*Task to complete*.
Using the data that follows, return exactly the lines from the one that contains "Target: wire rack metal bar" through the one that contains "Target: metal grid wire", ends included.

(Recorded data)

════

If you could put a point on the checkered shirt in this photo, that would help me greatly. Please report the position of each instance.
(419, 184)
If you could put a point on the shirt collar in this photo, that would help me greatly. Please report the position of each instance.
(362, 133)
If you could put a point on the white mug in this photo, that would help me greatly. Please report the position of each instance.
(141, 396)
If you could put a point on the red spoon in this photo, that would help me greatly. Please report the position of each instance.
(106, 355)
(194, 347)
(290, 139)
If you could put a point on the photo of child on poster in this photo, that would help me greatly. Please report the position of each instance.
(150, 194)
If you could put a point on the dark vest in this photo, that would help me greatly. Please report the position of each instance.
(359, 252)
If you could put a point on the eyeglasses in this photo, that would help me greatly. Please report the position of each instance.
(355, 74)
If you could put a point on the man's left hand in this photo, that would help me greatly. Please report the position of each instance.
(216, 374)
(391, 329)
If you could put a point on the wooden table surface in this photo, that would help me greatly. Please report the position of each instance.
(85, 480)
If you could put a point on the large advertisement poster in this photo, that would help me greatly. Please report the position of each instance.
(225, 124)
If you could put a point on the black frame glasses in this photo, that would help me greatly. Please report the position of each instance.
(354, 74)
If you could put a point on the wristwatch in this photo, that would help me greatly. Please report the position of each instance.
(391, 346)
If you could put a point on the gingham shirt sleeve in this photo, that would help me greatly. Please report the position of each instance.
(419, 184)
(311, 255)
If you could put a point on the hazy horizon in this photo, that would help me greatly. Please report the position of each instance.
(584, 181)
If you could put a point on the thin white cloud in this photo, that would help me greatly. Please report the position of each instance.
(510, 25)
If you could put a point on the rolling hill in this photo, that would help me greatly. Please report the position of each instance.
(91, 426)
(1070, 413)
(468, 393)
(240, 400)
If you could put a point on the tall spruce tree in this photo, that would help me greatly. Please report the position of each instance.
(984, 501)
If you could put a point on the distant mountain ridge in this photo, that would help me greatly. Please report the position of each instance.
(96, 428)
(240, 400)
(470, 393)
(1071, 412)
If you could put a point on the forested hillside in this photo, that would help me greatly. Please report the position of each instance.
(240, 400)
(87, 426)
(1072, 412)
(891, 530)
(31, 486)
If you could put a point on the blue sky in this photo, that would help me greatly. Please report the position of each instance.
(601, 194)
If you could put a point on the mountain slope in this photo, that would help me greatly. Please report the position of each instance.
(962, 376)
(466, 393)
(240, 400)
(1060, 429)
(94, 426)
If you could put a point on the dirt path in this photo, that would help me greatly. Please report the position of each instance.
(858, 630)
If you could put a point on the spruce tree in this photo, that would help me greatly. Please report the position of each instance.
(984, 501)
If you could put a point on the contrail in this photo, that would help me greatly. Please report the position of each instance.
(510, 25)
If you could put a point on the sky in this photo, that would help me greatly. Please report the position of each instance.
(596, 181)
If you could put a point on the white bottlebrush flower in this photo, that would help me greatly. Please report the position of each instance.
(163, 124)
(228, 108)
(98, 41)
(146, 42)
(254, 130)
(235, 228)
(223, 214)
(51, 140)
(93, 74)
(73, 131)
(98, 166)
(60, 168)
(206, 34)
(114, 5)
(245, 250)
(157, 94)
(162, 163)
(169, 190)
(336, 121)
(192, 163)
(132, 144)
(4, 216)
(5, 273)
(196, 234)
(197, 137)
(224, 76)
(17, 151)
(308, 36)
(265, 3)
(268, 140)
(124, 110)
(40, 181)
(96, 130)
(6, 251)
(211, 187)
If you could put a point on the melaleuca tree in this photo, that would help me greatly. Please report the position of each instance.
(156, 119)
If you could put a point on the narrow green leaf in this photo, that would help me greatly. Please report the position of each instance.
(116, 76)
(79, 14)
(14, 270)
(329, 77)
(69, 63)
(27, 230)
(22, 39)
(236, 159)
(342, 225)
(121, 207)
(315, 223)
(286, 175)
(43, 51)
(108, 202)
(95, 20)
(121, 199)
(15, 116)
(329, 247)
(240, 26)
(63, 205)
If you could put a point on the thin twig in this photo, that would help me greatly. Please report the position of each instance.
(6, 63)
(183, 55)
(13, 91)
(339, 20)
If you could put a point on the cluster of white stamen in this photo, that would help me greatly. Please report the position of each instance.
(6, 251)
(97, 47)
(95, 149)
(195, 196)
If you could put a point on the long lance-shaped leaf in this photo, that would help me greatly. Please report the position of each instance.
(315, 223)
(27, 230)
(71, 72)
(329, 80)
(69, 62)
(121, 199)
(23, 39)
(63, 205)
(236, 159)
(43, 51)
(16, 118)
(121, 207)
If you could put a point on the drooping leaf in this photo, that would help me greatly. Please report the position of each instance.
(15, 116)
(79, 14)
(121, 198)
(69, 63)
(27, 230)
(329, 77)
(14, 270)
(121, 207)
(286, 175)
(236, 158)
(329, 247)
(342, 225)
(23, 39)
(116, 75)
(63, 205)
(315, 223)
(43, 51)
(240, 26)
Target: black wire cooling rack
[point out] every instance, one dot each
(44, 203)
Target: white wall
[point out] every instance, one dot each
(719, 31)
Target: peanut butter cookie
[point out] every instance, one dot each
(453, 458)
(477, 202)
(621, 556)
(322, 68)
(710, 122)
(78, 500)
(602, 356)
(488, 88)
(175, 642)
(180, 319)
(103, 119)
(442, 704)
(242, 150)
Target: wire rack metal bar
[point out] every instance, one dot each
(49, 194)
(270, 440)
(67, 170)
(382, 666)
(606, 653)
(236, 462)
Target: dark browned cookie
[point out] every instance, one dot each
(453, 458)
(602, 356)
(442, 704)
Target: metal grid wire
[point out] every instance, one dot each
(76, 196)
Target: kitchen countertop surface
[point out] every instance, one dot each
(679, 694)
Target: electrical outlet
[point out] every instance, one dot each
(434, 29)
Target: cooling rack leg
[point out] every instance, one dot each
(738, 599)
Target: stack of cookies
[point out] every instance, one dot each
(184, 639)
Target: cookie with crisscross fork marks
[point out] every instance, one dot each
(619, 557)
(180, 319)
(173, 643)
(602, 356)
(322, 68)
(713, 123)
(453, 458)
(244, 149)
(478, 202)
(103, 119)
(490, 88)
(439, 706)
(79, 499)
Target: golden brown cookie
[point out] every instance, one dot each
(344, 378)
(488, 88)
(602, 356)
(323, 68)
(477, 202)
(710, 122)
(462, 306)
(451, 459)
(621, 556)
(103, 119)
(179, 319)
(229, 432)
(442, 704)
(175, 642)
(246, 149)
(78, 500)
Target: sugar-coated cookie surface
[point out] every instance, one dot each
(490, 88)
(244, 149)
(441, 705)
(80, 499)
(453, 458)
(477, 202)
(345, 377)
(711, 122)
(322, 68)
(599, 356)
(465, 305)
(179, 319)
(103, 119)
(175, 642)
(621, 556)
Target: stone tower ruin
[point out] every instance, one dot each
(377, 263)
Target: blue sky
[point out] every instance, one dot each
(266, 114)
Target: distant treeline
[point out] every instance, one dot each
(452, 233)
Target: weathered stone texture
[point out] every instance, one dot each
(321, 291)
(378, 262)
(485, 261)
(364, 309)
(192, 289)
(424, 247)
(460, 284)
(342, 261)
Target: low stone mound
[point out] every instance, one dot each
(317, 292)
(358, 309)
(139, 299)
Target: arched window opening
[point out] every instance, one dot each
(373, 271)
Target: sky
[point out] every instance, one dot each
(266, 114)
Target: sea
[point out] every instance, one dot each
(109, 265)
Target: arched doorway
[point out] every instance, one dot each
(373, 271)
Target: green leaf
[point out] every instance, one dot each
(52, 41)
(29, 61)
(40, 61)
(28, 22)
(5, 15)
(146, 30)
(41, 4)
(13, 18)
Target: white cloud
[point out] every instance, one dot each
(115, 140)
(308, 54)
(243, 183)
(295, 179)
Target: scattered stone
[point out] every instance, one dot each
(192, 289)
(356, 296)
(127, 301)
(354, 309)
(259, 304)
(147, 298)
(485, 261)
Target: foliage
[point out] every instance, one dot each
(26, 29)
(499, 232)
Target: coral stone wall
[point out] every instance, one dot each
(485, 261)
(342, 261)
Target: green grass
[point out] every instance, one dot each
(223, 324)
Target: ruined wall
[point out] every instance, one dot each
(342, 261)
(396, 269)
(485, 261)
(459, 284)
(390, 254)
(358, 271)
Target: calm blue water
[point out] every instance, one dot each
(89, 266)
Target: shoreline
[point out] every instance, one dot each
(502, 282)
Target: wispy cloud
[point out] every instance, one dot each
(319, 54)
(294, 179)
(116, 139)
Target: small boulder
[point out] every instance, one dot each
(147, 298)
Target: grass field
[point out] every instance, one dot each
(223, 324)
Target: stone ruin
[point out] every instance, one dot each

════

*Output of the exercise*.
Target: wire rack metal bar
[point out] every instance, one dot each
(49, 194)
(270, 440)
(67, 170)
(382, 666)
(606, 653)
(236, 462)
Target: dark browned cookie
[point out] every instance, one dot each
(453, 458)
(602, 356)
(442, 704)
Target: metal grid wire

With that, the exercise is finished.